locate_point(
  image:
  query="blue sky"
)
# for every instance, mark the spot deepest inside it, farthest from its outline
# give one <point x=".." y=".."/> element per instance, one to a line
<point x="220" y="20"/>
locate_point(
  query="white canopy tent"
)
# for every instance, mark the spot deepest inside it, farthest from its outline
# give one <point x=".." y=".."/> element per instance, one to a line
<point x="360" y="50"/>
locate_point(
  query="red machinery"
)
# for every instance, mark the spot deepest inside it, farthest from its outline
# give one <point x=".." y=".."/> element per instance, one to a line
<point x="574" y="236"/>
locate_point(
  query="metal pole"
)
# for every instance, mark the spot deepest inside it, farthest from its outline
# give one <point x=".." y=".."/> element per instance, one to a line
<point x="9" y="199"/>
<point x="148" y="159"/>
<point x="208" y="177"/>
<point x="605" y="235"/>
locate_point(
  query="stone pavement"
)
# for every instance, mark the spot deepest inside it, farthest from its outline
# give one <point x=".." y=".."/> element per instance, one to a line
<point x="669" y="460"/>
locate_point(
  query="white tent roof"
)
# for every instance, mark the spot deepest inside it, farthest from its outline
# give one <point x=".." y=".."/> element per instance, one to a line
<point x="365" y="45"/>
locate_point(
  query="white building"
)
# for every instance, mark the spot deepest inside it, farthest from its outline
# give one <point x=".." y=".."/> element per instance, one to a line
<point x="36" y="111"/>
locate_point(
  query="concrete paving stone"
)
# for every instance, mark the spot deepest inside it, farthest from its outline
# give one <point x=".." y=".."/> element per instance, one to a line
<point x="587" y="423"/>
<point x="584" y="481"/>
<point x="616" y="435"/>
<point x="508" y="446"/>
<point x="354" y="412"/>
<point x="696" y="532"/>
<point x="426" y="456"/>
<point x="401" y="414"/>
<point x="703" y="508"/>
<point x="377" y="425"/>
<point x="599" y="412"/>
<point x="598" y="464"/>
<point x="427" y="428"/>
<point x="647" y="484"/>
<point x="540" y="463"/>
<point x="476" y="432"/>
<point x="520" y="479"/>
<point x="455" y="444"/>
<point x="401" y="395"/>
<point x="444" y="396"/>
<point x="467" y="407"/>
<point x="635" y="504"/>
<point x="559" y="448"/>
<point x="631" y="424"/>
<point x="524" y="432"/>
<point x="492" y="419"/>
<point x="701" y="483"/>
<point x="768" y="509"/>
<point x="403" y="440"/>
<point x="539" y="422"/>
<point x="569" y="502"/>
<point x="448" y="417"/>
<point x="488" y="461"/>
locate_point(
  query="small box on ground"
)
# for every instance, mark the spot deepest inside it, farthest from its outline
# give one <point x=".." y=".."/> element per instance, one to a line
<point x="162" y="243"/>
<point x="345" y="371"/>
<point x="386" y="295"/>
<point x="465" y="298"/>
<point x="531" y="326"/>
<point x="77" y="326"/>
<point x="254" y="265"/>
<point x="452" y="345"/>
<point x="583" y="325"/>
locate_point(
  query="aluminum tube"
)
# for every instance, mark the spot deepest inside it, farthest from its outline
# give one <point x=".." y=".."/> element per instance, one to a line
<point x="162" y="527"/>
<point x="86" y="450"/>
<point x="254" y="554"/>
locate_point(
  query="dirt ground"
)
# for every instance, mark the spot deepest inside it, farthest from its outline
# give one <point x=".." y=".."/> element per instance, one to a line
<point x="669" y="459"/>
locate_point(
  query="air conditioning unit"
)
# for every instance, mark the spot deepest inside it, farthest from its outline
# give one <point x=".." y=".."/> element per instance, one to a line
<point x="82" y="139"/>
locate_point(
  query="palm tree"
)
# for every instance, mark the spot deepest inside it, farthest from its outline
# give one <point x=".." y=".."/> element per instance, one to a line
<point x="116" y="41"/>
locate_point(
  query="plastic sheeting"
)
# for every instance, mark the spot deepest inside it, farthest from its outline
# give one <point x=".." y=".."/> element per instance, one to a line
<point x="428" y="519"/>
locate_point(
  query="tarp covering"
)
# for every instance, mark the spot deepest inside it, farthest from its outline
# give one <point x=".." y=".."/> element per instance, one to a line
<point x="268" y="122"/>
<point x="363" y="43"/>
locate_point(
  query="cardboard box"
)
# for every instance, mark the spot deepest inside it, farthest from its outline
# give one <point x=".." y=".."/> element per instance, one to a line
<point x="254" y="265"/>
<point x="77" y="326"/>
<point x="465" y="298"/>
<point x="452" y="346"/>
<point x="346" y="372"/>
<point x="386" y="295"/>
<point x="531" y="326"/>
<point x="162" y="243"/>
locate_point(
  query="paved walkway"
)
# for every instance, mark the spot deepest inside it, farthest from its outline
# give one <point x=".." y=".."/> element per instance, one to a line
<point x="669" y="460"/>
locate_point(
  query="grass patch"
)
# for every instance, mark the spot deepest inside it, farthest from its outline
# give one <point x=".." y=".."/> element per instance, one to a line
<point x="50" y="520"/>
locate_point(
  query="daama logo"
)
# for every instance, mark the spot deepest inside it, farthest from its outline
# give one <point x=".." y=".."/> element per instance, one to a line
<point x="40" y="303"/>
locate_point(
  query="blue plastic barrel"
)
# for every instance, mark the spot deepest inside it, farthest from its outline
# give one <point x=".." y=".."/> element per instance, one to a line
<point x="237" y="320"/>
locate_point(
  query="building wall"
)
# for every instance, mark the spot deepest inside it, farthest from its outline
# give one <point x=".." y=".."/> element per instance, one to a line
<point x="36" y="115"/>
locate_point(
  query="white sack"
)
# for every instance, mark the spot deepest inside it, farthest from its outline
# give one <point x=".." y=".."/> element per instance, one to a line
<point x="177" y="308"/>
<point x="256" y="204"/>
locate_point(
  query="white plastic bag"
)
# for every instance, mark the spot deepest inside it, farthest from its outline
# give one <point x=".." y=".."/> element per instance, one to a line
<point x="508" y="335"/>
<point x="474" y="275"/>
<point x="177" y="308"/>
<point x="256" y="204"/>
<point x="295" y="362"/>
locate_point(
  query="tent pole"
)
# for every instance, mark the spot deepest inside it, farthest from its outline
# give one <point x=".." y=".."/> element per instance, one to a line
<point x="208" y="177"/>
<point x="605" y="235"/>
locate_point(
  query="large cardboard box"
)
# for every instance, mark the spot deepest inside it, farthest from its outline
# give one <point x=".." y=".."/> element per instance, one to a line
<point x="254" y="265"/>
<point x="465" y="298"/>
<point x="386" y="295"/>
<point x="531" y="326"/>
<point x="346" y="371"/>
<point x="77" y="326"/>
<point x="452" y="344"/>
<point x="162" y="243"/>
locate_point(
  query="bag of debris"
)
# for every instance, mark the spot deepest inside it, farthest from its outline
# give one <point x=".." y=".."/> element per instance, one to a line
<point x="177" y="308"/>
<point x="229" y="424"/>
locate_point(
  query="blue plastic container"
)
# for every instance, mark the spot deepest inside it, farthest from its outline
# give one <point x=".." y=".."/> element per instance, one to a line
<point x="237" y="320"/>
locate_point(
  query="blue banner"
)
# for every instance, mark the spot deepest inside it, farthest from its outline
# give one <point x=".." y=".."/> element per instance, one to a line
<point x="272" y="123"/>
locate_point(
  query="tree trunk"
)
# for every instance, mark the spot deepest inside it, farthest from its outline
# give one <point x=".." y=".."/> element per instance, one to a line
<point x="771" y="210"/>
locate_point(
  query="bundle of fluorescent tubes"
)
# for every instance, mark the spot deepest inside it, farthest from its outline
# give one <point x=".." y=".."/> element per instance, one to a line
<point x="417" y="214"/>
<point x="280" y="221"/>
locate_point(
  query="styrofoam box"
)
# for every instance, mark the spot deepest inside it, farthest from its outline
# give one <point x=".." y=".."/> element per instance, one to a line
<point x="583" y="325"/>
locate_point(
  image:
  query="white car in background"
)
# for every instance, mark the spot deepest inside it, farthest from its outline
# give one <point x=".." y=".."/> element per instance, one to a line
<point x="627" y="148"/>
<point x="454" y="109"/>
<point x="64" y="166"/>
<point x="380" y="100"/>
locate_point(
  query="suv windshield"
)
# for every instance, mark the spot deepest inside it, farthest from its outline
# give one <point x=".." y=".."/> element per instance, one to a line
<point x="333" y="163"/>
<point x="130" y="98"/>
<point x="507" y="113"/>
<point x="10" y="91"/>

What the task asks: Wherever a line in the data above holds "white", copy that line.

Result:
  query="white canopy tent"
  query="white tent roof"
  query="white building"
  query="white sack"
  query="white plastic bag"
  query="white car in background"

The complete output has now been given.